## INSTRUCTION
Extend the article on home weight and foundation repair, picking up after its final sentence.

## SELECTED PASSAGE
▶

How Much Does Your Home Weigh?
Knowing the weight of your home will give you, the homeowner, a better appreciation of
the weight the soil beneath the foundation is supposed to support. Why is this
important? The ground will shrink and swell in volume with changes in the weather.
During periods of hot, dry weather in Kansas City, St. Louis, Columbia, and Wichita
areas, the soil will lose water and shrink in volume. During periods of wet, rainy weather
the soil will absorb water and swell in volume. This seasonal soil movement places
enormous stress on foundations. Keep in mind that the foundation is supporting its own
weight, the weight of the house, and the weight of the content inside the house.
Factor of Safety
Why does Spartan Ram Jack go through the process of determining the weight of the
house? Because we want you to know that any foundation repair method will have to
support tons of weight.
“Factor of Safety” is an engineering term that indicates how much additional weight a
system can hold than the estimated actual weight of the building. The cheaper and more
common piers (especially concrete piers) have a factor of safety = 1 or incipient failure.
Incipient failure is a condition where any increase in load or condition will cause a
failure. Stated another way, a foundation repair method with a factor of safety =1 is at its
maximum weight-bearing capacity and will begin to fail if any additional weight is
added. We see this all of the time when improperly sized piers are installed. As soon as
the homeowner parks their car in the garage, they have exceeded the weight-bearing
the capacity of the piers. Failure has begun. A failed repair means your home will sink and
crack again, requiring more money to fix it correctly.

◀

## RECORD LIST
▶

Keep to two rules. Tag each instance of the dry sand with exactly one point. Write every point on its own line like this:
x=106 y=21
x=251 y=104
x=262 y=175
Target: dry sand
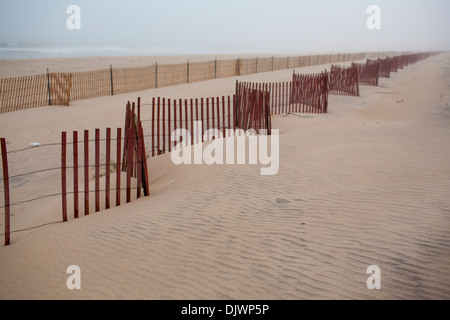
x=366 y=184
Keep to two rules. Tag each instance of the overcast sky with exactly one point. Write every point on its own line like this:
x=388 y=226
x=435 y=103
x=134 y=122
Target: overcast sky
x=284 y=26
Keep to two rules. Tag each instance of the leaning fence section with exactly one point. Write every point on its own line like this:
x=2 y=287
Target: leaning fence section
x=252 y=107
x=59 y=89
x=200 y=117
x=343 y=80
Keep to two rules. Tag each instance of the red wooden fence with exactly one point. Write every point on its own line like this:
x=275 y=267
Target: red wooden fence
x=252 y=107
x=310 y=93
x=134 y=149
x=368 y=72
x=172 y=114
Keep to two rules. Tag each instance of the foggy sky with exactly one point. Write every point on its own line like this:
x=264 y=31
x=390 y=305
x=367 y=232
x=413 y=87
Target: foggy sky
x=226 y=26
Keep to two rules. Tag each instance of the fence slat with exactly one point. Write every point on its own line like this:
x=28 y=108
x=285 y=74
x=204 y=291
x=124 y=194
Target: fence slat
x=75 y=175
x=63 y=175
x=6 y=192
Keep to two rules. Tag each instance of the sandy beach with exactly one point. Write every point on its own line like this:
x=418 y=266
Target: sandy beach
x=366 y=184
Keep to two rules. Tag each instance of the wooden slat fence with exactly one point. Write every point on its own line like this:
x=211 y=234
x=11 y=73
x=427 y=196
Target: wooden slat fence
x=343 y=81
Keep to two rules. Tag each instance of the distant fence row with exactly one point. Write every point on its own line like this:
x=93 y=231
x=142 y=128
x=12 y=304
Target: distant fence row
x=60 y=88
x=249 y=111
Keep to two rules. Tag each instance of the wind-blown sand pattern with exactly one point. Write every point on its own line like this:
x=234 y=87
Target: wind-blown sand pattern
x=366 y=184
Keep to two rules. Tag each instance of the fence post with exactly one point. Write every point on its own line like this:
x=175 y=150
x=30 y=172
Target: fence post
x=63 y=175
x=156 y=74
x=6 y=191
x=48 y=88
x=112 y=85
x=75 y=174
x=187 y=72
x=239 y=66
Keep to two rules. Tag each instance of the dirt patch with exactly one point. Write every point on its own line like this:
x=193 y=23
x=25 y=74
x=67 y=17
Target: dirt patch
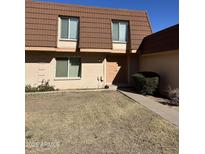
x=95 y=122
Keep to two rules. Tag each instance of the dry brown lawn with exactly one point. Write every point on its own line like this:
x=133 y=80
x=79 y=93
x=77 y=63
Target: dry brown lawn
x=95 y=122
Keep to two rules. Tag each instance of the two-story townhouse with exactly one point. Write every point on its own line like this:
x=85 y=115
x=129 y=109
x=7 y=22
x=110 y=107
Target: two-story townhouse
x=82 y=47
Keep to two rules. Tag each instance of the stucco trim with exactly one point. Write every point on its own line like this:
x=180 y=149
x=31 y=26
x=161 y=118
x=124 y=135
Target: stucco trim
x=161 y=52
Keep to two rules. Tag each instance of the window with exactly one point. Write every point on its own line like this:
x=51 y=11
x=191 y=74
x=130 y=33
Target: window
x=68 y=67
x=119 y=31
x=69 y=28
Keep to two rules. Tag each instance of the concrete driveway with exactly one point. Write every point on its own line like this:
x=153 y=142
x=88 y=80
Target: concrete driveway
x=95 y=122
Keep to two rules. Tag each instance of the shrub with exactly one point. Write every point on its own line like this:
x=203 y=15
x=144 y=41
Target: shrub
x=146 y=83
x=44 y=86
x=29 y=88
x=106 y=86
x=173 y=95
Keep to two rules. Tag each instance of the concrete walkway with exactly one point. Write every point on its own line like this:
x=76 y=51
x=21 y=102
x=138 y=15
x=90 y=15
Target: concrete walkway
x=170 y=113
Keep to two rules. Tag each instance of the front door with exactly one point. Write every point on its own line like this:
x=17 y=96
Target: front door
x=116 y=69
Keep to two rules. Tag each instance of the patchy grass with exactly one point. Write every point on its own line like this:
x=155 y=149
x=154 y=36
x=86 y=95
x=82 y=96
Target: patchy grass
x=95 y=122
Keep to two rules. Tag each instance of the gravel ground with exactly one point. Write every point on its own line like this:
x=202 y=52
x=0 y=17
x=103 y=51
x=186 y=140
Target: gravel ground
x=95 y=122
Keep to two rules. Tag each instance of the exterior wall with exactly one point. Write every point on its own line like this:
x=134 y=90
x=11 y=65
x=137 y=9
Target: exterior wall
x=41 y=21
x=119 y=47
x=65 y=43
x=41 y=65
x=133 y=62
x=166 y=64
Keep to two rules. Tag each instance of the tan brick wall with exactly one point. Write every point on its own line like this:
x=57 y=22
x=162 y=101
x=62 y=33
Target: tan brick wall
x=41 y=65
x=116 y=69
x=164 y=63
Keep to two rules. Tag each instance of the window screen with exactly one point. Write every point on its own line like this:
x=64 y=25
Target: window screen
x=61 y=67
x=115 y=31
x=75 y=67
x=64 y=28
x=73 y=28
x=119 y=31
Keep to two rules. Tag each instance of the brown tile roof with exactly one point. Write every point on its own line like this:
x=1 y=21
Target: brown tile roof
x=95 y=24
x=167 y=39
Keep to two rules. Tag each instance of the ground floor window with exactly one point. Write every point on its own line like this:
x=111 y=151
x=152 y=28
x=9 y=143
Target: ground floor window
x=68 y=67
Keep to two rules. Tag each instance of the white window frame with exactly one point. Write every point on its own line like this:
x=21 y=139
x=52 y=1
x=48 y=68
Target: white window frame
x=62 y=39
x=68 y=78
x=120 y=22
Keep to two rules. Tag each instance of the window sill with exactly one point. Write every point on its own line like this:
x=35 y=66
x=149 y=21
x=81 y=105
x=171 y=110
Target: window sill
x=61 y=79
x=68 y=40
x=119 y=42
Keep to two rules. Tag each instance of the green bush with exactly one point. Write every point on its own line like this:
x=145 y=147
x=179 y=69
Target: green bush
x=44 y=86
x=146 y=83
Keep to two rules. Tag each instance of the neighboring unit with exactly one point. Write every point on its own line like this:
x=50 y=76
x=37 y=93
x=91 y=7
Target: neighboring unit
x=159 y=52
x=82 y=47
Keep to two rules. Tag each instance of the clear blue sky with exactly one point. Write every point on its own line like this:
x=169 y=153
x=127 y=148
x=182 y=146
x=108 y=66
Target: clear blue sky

◀

## RESPONSE TO THIS TASK
Another way this is measured in the foundation repair industry is by “Ultimate
Capacity” and “Working Capacity” where “Ultimate Capacity” is two times the “Working
Capacity”. When a pier is manufactured, it should be tested to determine the maximum
capacity of the pier. Based on this the “Ultimate Capacity” is set as something less than
the breaking point. For safety reasons, this number is divided in half. The divide by 2,
also known as the safety factor is defined by the IBC (International Building Code) to
determine the “Working Capacity”. We size our solutions based on “Working Capacity”
which is one of the reasons we can offer a “Life of Structure” warranty. If the building
exists 100 years from now, the warranty will still be in place.
In addition, our unique “National Warranty Trust” means that even if we are no longer
in business 100 years from now, your warranty will be backed up by all the existing Ram
Jack dealers and factory. If this is your forever home, you know you are safe. If you
plan on selling the home, this warranty is transferrable at no cost, eliminating any
concerns from the buyer.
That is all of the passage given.